When in Doubt, Go To the Library

“When in doubt, go to the library.’
— JK Rowling, Harry Potter and the Chamber of Secrets

I’ve recently been reading Ali Smith’s Public Library, and it made me think what a crucial role libraries have played in my life.

To begin at the beginning, both my parents worked in a library local to where they grew up. Because my mother had a university degree she became the children’s librarian, until she stopped working when she had two young daughters. My father left school young because his older brother was a lot older than him, so his parents were not eligible for a grant for his schooling, and thus could not afford to pay. My understanding is that he managed to find a job in a local library, this during the bad years of the Great Depression, when you took what work you could find. He was a very talented amateur artist and could turn his hand to most craft work, and I always thought of him as a frustrated artist.

The author’s father, with the author (left) and her sister

My father worked his way up to become the branch librarian, at which time he could indulge his artistic skills making show cases for the large display enclosure at the top of the library steps. He’d theme the books in a display and provide art work to attract attention. I’ll write more about this in a future post, where I hope to investigate the place of art in connection with our writing.

Growing up, I read my way through the huge children’s library and soon began on the adult library. By the time I went to secondary school, my father being branch librarian, I often called in to the library after school finished. I played concerts in the hall in the library with my sisters and later with my mother’s orchestra, after she had become one of the earliest peripatetic violin teachers in London. She’d wanted to teach when she left school but her older sister was already a teacher and her father said one teacher in the family was quite enough!

Music and words often vied for my attention. The library in Highams Park where I lived when first teaching was small. We spent 40 years in rural Wales where I taught cello in 27 schools each week. Our local library was inside the secondary school, so hours were restricted. My teaching saw me traveling, so I often used the larger library in Aberystwyth.

After a lifetime teaching cello, I began writing in retirement  and we moved to Orkney, one of the northern isles off the north coast of Scotland. The local libraries in Stromness and Kirkwall co-operate so that one can borrow a book from one and return it to either, or order a book from the other branch. The staff sometimes move between the branches for experience. They have an interesting and amusing presence on Facebook. They are also kind enough to stock the books of the many local authors, including my own short story collection.
*-*-*
• [Aim A] Could you write out the entries again, requests included, starting with the line containing "A point belongs on each instance of the pink" and going on through the last entry, with every x and y coordinate in the answers offset by 73?
The library post and the entries below it have no connection to each other.

(Saved data entries)
*-*-*
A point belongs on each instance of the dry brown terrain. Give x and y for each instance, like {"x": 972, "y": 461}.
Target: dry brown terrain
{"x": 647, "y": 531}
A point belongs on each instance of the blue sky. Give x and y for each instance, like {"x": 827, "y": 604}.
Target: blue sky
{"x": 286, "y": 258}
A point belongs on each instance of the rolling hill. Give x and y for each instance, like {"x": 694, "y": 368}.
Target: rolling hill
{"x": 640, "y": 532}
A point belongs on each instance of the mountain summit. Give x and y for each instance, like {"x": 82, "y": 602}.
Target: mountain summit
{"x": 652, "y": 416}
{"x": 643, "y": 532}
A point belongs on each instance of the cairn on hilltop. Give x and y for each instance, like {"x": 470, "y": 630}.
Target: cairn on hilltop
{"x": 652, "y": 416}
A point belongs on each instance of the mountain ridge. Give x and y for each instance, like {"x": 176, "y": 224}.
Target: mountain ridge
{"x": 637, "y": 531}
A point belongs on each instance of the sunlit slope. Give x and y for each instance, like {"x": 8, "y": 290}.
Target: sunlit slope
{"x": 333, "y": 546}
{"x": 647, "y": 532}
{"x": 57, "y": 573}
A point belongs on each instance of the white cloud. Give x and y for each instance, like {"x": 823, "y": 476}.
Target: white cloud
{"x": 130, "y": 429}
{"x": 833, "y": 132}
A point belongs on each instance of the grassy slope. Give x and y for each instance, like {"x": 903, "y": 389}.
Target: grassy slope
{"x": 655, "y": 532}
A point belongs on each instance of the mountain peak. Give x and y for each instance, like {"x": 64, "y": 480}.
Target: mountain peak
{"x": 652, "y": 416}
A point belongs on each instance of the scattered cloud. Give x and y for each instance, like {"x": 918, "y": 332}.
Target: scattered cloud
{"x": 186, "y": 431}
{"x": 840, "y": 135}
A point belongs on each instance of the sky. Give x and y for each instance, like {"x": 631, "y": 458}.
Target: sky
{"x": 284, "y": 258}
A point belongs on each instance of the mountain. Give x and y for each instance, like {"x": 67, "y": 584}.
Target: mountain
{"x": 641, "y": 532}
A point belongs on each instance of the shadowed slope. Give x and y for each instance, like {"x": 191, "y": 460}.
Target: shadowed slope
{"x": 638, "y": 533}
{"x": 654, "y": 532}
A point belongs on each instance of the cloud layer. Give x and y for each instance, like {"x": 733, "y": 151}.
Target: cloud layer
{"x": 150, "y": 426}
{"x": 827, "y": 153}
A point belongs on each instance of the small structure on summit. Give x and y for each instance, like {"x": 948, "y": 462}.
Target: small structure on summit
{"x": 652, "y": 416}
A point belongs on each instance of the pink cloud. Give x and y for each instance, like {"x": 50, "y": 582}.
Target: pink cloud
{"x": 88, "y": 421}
*-*-*
• [Aim B] How would you put this sentence from the library post into French: "The staff sometimes move between the branches for experience."

• [Problem solution A]
A point belongs on each instance of the pink cloud. Give x and y for each instance, like {"x": 50, "y": 582}.
Target: pink cloud
{"x": 161, "y": 494}

• [Problem solution B] Le personnel passe parfois d'une antenne à l'autre pour acquérir de l'expérience.